WORK REQUIRED:
Please copy the material below line for line, changing nothing.

(Pointing records)
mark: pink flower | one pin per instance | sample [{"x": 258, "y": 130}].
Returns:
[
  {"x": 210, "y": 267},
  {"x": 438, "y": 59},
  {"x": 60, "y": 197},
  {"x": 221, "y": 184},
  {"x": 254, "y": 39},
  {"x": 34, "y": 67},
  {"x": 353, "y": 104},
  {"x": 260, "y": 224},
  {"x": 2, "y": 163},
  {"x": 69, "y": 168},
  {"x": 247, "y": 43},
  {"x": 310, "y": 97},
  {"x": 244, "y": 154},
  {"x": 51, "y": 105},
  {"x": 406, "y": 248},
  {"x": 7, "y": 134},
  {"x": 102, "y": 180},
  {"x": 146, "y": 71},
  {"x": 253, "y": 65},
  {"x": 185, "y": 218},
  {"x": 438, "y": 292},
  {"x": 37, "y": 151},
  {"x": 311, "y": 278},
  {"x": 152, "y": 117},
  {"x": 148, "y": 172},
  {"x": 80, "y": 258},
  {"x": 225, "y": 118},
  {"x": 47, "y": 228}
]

ANSWER TO THE EXERCISE:
mark: pink flower | one pin per instance | sample [{"x": 258, "y": 130}].
Returns:
[
  {"x": 210, "y": 267},
  {"x": 438, "y": 59},
  {"x": 60, "y": 197},
  {"x": 221, "y": 184},
  {"x": 254, "y": 39},
  {"x": 34, "y": 67},
  {"x": 353, "y": 104},
  {"x": 260, "y": 224},
  {"x": 2, "y": 163},
  {"x": 69, "y": 168},
  {"x": 247, "y": 43},
  {"x": 310, "y": 97},
  {"x": 244, "y": 154},
  {"x": 51, "y": 105},
  {"x": 406, "y": 248},
  {"x": 7, "y": 134},
  {"x": 102, "y": 180},
  {"x": 146, "y": 71},
  {"x": 253, "y": 65},
  {"x": 185, "y": 218},
  {"x": 438, "y": 292},
  {"x": 37, "y": 151},
  {"x": 311, "y": 278},
  {"x": 152, "y": 117},
  {"x": 148, "y": 172},
  {"x": 80, "y": 258},
  {"x": 225, "y": 118},
  {"x": 47, "y": 228}
]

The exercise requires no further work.